(Records from a data source)
*-*-*

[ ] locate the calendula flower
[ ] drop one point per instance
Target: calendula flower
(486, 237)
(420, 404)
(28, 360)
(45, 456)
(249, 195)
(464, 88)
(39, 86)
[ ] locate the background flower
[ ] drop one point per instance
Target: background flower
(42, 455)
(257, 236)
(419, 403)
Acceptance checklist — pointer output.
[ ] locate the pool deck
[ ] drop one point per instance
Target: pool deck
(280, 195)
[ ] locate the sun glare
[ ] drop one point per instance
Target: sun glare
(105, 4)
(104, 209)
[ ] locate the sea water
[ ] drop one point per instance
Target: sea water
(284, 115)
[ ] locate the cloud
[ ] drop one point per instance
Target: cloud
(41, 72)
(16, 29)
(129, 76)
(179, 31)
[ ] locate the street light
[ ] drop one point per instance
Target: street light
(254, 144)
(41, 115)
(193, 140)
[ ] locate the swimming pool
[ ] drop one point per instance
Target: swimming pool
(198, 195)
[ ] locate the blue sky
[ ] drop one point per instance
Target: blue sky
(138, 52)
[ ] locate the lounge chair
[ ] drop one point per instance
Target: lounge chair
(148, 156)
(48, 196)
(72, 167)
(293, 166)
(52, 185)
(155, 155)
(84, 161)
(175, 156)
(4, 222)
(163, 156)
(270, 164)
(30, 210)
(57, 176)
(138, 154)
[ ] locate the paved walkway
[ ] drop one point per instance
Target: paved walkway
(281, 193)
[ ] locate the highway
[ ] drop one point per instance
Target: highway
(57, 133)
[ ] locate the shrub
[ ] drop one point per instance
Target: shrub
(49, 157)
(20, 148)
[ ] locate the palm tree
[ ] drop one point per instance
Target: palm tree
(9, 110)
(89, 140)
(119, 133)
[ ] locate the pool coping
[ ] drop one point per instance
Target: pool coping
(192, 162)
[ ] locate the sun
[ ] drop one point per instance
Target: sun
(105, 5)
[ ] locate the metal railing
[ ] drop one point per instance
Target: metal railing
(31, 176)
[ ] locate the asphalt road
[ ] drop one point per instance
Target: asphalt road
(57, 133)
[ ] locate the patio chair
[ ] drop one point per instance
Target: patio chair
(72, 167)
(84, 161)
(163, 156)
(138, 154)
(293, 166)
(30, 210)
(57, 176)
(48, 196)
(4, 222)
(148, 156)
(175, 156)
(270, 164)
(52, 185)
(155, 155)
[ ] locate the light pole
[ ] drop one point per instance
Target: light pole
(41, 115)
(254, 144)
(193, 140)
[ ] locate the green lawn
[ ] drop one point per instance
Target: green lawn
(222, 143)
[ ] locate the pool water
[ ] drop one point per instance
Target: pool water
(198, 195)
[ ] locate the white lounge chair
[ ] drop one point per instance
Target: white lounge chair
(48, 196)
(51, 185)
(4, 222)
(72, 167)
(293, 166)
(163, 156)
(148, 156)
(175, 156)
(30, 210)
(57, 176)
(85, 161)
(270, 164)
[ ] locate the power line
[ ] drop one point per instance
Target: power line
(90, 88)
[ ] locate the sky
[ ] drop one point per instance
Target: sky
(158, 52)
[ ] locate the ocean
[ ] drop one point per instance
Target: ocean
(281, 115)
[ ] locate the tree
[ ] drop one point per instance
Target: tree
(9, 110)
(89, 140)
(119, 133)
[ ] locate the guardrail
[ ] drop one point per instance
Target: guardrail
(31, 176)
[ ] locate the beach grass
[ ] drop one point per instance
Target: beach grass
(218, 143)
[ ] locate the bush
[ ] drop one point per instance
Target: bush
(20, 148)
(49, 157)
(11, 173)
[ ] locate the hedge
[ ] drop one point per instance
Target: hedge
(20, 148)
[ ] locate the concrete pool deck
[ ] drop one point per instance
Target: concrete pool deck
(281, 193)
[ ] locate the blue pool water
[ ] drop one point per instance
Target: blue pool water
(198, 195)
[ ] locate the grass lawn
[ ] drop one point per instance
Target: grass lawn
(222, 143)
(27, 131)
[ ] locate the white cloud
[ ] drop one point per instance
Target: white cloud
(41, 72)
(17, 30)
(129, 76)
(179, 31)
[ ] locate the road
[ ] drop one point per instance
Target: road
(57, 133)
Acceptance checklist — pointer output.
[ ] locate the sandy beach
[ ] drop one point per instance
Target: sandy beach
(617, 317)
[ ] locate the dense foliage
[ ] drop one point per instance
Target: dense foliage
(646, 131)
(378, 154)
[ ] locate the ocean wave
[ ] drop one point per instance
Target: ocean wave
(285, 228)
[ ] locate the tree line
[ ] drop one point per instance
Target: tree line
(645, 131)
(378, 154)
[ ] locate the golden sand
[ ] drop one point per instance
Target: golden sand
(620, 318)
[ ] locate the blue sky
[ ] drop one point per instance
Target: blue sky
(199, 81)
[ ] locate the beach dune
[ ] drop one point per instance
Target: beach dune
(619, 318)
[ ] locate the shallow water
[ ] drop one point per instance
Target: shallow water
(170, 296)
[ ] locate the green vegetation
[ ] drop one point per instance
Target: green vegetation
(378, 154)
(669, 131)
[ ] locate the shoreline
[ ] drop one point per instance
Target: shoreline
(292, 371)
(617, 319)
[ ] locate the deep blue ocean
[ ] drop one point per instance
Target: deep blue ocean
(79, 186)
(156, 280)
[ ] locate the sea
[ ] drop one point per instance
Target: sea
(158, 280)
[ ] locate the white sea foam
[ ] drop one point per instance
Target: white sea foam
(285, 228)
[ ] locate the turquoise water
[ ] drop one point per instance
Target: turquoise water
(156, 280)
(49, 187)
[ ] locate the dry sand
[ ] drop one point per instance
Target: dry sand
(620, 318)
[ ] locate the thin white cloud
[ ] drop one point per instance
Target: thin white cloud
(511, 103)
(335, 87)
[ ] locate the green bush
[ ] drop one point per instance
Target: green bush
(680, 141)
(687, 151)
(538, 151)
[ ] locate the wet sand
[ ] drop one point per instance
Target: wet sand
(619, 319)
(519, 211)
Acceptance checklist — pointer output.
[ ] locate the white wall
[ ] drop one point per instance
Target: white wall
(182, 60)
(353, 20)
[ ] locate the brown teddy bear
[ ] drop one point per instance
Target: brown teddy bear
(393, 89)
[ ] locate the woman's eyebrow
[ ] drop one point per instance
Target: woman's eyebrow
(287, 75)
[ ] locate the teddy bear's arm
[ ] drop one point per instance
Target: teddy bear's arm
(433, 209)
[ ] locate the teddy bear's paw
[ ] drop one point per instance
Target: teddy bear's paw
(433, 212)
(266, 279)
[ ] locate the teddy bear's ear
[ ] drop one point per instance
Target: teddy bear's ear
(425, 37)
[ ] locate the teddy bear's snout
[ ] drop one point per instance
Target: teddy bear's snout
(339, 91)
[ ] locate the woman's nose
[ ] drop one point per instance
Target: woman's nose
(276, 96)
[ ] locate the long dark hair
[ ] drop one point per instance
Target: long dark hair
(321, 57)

*-*-*

The task requires an exact copy of all the lines above.

[ ] locate the calendula flower
[ ] drop one point per instance
Target: calendula flower
(486, 237)
(420, 404)
(28, 360)
(45, 456)
(249, 195)
(464, 88)
(39, 86)
[ ] locate the background flower
[ ] drop one point per instance
Target: background flower
(42, 455)
(257, 236)
(419, 403)
Acceptance checklist — pointer output.
[ ] locate the pool deck
[ ] drop one point per instance
Target: pool deck
(280, 195)
[ ] locate the sun glare
[ ] drop one point per instance
Target: sun glare
(105, 4)
(104, 209)
[ ] locate the sea water
[ ] drop one point per instance
Target: sea water
(284, 115)
[ ] locate the cloud
[ ] drop one point per instance
Target: cloud
(41, 72)
(16, 29)
(129, 76)
(179, 31)
[ ] locate the street light
[ ] drop one point per instance
Target: street light
(254, 144)
(41, 115)
(193, 140)
[ ] locate the swimming pool
[ ] drop one point per instance
Target: swimming pool
(198, 195)
[ ] locate the blue sky
[ ] drop one point per instance
Target: blue sky
(138, 52)
[ ] locate the lounge chair
[ ] drop one point per instance
Target: lounge chair
(148, 156)
(48, 196)
(72, 167)
(293, 166)
(52, 185)
(155, 155)
(84, 161)
(175, 156)
(4, 222)
(163, 156)
(270, 164)
(30, 210)
(57, 176)
(138, 154)
[ ] locate the paved walkway
[ ] drop one point per instance
Target: paved walkway
(281, 193)
[ ] locate the highway
[ ] drop one point per instance
Target: highway
(57, 133)
[ ] locate the shrub
[ ] drop one point per instance
Target: shrub
(49, 157)
(20, 148)
[ ] locate the palm tree
[ ] drop one point per instance
Target: palm tree
(9, 110)
(89, 140)
(119, 133)
[ ] locate the pool coping
[ ] drop one point per instance
Target: pool coping
(192, 162)
[ ] locate the sun
[ ] drop one point per instance
Target: sun
(105, 5)
[ ] locate the metal railing
[ ] drop one point per instance
Target: metal railing
(31, 176)
[ ] locate the asphalt road
[ ] drop one point per instance
Target: asphalt road
(57, 133)
[ ] locate the patio chair
[ ] drop one point per instance
Target: patio chair
(72, 167)
(84, 161)
(163, 156)
(138, 154)
(293, 166)
(30, 210)
(57, 176)
(48, 196)
(4, 222)
(148, 156)
(175, 156)
(270, 164)
(52, 185)
(155, 155)
[ ] locate the light pole
[ ] drop one point per instance
Target: light pole
(41, 115)
(254, 144)
(193, 140)
[ ] locate the green lawn
[ ] drop one point per instance
Target: green lawn
(222, 143)
[ ] locate the pool water
[ ] drop one point per instance
Target: pool water
(198, 195)
[ ] locate the white lounge chair
[ ] drop one point per instance
Target: white lounge chair
(48, 196)
(51, 185)
(4, 222)
(72, 167)
(293, 166)
(163, 156)
(148, 156)
(175, 156)
(30, 210)
(57, 176)
(85, 161)
(270, 164)
[ ] locate the power line
[ ] drop one point per instance
Target: power line
(90, 88)
[ ] locate the sky
[ ] drop one point per instance
Target: sky
(158, 52)
[ ] locate the ocean
[ ] drop one point per instance
Target: ocean
(281, 115)
[ ] locate the tree
[ ] drop one point per instance
Target: tree
(9, 110)
(89, 140)
(119, 133)
[ ] locate the guardrail
[ ] drop one point per instance
Target: guardrail
(31, 176)
[ ] locate the beach grass
[ ] drop one point per instance
Target: beach grass
(218, 143)
[ ] locate the bush
[ ] drop one point per instance
Target: bush
(20, 148)
(49, 157)
(11, 173)
[ ] locate the hedge
[ ] drop one point per instance
Target: hedge
(20, 148)
[ ] locate the concrete pool deck
[ ] drop one point per instance
Target: concrete pool deck
(281, 193)
[ ] locate the blue pool water
[ ] drop one point per instance
Target: blue pool water
(198, 195)
[ ] locate the grass lawn
[ ] drop one point per instance
Target: grass lawn
(222, 143)
(27, 131)
[ ] locate the white cloud
[ ] drop one point per instance
Target: white cloud
(41, 72)
(17, 30)
(129, 76)
(179, 31)
[ ] locate the road
[ ] drop one point per instance
Target: road
(57, 133)
Acceptance checklist — pointer output.
[ ] locate the sandy beach
[ ] drop one point per instance
Target: sandy beach
(617, 317)
[ ] locate the dense foliage
[ ] drop one point per instance
Target: dense foliage
(646, 131)
(378, 154)
[ ] locate the ocean wave
[ ] drop one point per instance
Target: ocean wave
(285, 228)
[ ] locate the tree line
[ ] drop one point per instance
Target: tree line
(645, 131)
(378, 154)
[ ] locate the golden sand
[ ] drop one point per instance
Target: golden sand
(620, 318)
[ ] locate the blue sky
[ ] drop one point per instance
Target: blue sky
(199, 81)
[ ] locate the beach dune
[ ] drop one point per instance
Target: beach dune
(619, 318)
[ ] locate the shallow water
[ ] drop one point per instance
Target: shallow water
(170, 296)
[ ] locate the green vegetation
[ ] drop one point per instance
Target: green vegetation
(378, 154)
(669, 131)
[ ] locate the shoreline
[ ] drop one point per instance
Target: shoreline
(292, 371)
(617, 319)
[ ] locate the deep blue ocean
[ ] drop one point per instance
Target: deep blue ocean
(79, 186)
(156, 280)
[ ] locate the sea
[ ] drop one point per instance
Target: sea
(158, 280)
[ ] locate the white sea foam
[ ] drop one point per instance
Target: white sea foam
(285, 228)
[ ] locate the turquoise water
[ ] drop one point per instance
Target: turquoise water
(156, 280)
(49, 187)
[ ] locate the dry sand
[ ] drop one point per instance
Target: dry sand
(620, 318)
[ ] locate the thin white cloud
[ ] drop one point per instance
Target: thin white cloud
(511, 103)
(335, 87)
[ ] locate the green bush
[ ] drop one point per instance
Target: green bush
(680, 141)
(687, 151)
(538, 151)
[ ] locate the wet sand
[ ] drop one point per instance
Target: wet sand
(619, 319)
(519, 211)
Acceptance checklist — pointer output.
[ ] locate the white wall
[ ] drop one point per instance
Target: white wall
(182, 60)
(353, 20)
[ ] locate the brown teddy bear
[ ] drop one point per instance
Target: brown teddy bear
(393, 89)
[ ] locate the woman's eyebrow
[ ] drop one point per instance
Target: woman's eyebrow
(287, 75)
[ ] locate the teddy bear's arm
[ ] drop one point per instance
Target: teddy bear's arm
(433, 209)
[ ] locate the teddy bear's paw
[ ] drop one point per instance
Target: teddy bear's paw
(433, 212)
(266, 279)
[ ] locate the teddy bear's ear
[ ] drop one point per instance
Target: teddy bear's ear
(425, 37)
[ ] locate the teddy bear's snout
[ ] drop one point per instance
Target: teddy bear's snout
(339, 91)
[ ] locate the woman's nose
[ ] drop one point per instance
Target: woman's nose
(276, 96)
[ ] locate the long dark hair
[ ] drop one point per instance
Target: long dark hair
(321, 57)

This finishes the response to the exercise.